» **Text section**:
-=-=-

Posted: 02/01/2012 | February 1st, 2012
I had come for a few days and ended up staying for a few weeks. I spent my time in the famous Number 9 Guesthouse on the lake, watching movies, having a few cold beers, meeting fellow travelers from around the world, and watching beautiful sunsets over the lake. We had a perfect view, as the lake bank faced west.
At night, my friends (all of whom also got “stuck” in the city) and I would eat cheap Indian food, play poker, and head to our local haunt, The Drunken Frog. It was our “Cheers.” Everyone knew your name, and I could put it all on my tab.
My experience was probably shared by thousands of other travelers who got stuck in Phnom Penh’s lake district. Sure, it was a bit seedy — a backpacker ghetto if there ever was one. There were the pushers, the touts, the dreads, bootleg movies, and cheap beer. But it was fun, relaxing, and a place that brought people together.
And it is no more.

-=-=-

» **Directions**:
• A. In the post about Phnom Penh's lake district, what things does the writer list as being found in that area? Give all of them.
• B. Reproduce the part of the post about Phnom Penh's lake district that opens with the words containing "My experience was" and closes with "brought people together.".
• C. Write the next part of the post about Phnom Penh's lake district, starting after its final sentence.
The entries are not needed for any of this work.

» **Data provided**:
-=-=-

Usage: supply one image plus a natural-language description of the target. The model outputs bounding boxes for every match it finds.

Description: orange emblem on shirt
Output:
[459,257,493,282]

-=-=-

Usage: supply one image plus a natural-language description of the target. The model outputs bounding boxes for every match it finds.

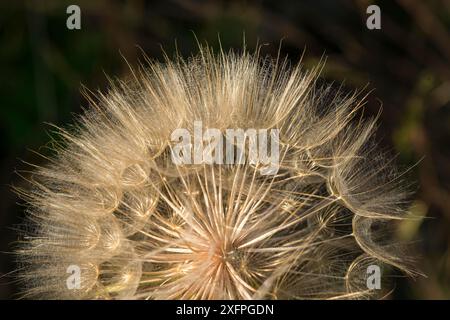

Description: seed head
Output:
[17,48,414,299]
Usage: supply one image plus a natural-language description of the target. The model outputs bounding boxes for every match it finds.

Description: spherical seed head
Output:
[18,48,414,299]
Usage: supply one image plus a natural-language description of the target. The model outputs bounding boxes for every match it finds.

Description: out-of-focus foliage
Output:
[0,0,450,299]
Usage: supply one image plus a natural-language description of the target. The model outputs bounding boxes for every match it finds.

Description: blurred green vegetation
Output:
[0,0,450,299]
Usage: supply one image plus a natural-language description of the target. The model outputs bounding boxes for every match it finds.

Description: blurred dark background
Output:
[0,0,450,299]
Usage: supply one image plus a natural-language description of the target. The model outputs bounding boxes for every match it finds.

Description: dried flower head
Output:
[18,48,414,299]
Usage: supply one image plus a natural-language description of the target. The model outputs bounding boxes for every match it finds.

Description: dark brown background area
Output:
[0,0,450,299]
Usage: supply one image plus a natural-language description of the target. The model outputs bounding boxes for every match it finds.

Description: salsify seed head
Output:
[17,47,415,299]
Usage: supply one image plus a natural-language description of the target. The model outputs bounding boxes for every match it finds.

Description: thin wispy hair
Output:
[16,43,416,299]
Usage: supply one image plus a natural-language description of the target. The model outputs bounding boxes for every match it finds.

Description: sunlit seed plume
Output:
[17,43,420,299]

-=-=-

» **Outputs in order**:
• A. The pushers, the touts, the dreads, bootleg movies, and cheap beer.

• B.
My experience was probably shared by thousands of other travelers who got stuck in Phnom Penh’s lake district. Sure, it was a bit seedy — a backpacker ghetto if there ever was one. There were the pushers, the touts, the dreads, bootleg movies, and cheap beer. But it was fun, relaxing, and a place that brought people together.

• C.
Beoung Kak Lake has been completely filled in and destroyed. When I was here in 2007, there was talk about closing the area and pushing the residents out so developers could fill in the lake and build on the land.
Well, the talk turned into action, and for the price of $88 million USD, Shukaku Inc., a firm run by the influential senator Lao Meng Khin (corruption, anyone?) obtained a 99-year lease on the lake and the surrounding area.
And with that, the area’s fate was sealed.
I’ve heard of its decline in recent years. The encroaching sand and the departure of its residents. Now that I’m back in Phnom Penh, I made sure to head over to see what was left of it first-hand.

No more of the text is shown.